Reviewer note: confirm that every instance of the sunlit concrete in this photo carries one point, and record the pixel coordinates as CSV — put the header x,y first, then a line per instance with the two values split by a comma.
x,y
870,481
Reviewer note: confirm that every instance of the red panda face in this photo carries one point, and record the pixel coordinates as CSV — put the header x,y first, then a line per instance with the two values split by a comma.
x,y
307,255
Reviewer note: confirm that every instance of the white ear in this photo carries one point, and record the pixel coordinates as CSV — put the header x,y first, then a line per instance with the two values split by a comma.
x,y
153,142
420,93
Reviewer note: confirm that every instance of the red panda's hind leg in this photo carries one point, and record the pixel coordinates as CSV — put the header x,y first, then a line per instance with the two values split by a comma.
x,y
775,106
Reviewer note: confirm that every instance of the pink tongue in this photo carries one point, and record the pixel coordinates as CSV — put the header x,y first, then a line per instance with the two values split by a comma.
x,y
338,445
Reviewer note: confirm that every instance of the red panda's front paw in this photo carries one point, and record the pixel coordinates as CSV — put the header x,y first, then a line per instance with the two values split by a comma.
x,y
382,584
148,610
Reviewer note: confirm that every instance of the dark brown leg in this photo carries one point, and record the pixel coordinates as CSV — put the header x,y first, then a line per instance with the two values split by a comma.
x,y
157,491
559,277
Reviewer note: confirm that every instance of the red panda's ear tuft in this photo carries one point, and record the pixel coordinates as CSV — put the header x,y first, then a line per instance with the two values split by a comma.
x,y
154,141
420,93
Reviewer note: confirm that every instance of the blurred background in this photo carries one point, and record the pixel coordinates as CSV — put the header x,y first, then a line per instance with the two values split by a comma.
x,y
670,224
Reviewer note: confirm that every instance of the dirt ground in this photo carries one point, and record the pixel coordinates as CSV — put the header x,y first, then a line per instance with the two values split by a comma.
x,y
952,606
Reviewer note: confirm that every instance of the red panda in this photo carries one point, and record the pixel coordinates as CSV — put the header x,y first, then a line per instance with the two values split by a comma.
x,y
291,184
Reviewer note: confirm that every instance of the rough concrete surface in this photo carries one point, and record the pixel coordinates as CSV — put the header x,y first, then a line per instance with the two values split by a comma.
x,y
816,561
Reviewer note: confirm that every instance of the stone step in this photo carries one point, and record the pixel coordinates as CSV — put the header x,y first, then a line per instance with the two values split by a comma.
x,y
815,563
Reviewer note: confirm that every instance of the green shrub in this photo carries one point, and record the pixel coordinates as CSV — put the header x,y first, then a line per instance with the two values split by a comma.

__Work to be completed__
Render every line of the items above as a Markdown table with the columns "No." and "Line", numbering the rows in order and omitting blank lines.

__Solution to this task__
| No. | Line |
|---|---|
| 1 | Reviewer note: confirm that every instance of the sunlit concrete in this photo carries one point, and record the pixel coordinates as CSV — put the header x,y first, then a line per instance with the two values split by a comma. |
| 2 | x,y |
| 3 | 870,481 |
| 4 | Reviewer note: confirm that every instance of the red panda face in this photo carries one point, and record the pixel coordinates as CSV — put the header x,y first, then a line per instance with the two values split by a comma. |
| 5 | x,y |
| 6 | 307,255 |
| 7 | Reviewer note: confirm that every instance of the white ear in this photo carries one point, and record the pixel coordinates as CSV — put the header x,y first, then a line per instance with the two values split by a comma. |
| 8 | x,y |
| 9 | 153,142 |
| 10 | 420,93 |
| 11 | Reviewer note: confirm that every instance of the red panda's hind leg in this photo carries one point, and record the pixel coordinates as CSV — put the header x,y first, then a line per instance with the two values split by a comma. |
| 12 | x,y |
| 13 | 775,106 |
| 14 | Reviewer note: confirm that every instance of the pink tongue in this photo carries one point, and record the pixel coordinates as CSV — put the header x,y first, then a line per instance with the two values split by a comma. |
| 15 | x,y |
| 16 | 338,445 |
| 17 | Reviewer note: confirm that every instance of the red panda's front paw in this photo carries one point, and record the pixel coordinates as CSV — put the header x,y first, then a line per instance with the two values split by a comma. |
| 18 | x,y |
| 19 | 382,584 |
| 20 | 148,610 |
| 21 | Reviewer note: confirm that every instance of the dark brown leg in this photo carries one point, and record the pixel coordinates as CSV — put the header x,y first, then a line per instance with the two values split by a comma. |
| 22 | x,y |
| 23 | 157,491 |
| 24 | 559,277 |
| 25 | Reviewer note: confirm that every instance of the red panda's ear tuft in this photo carries one point, and record the pixel coordinates as CSV — put the header x,y first, then a line per instance with the two values split by a comma. |
| 26 | x,y |
| 27 | 154,141 |
| 28 | 420,93 |
| 29 | Reviewer note: confirm that every instance of the blurred background in this photo carries one point, and record the pixel coordinates as CSV — put the header x,y first, then a line per instance with the two values split by a comma. |
| 30 | x,y |
| 31 | 670,224 |
| 32 | Reviewer note: confirm that every instance of the dirt ground in this photo carries one point, and record the pixel coordinates as CSV — put the header x,y first, then a line per instance with the two values split by a comma. |
| 33 | x,y |
| 34 | 952,606 |
| 35 | Reviewer note: confirm that every instance of the red panda in this photo carries one point, and record the pixel coordinates as CSV — put the header x,y first, then a line per instance with the two values split by a comma. |
| 36 | x,y |
| 37 | 291,184 |
| 38 | Reviewer note: confirm that every instance of the rough concrete surface in this photo carries one point, and record the pixel coordinates as CSV — put the header x,y first, then a line per instance with the two values split by a comma. |
| 39 | x,y |
| 40 | 816,561 |
| 41 | Reviewer note: confirm that every instance of the stone step in this photo carries one point, and record the pixel coordinates as CSV — put the header x,y first, then a line per instance with the two values split by a comma. |
| 42 | x,y |
| 43 | 815,563 |
| 44 | Reviewer note: confirm that every instance of the green shrub in this photo carries one point, and record the pixel coordinates as CSV — put the header x,y first, then a line per instance with the two values split by a comma. |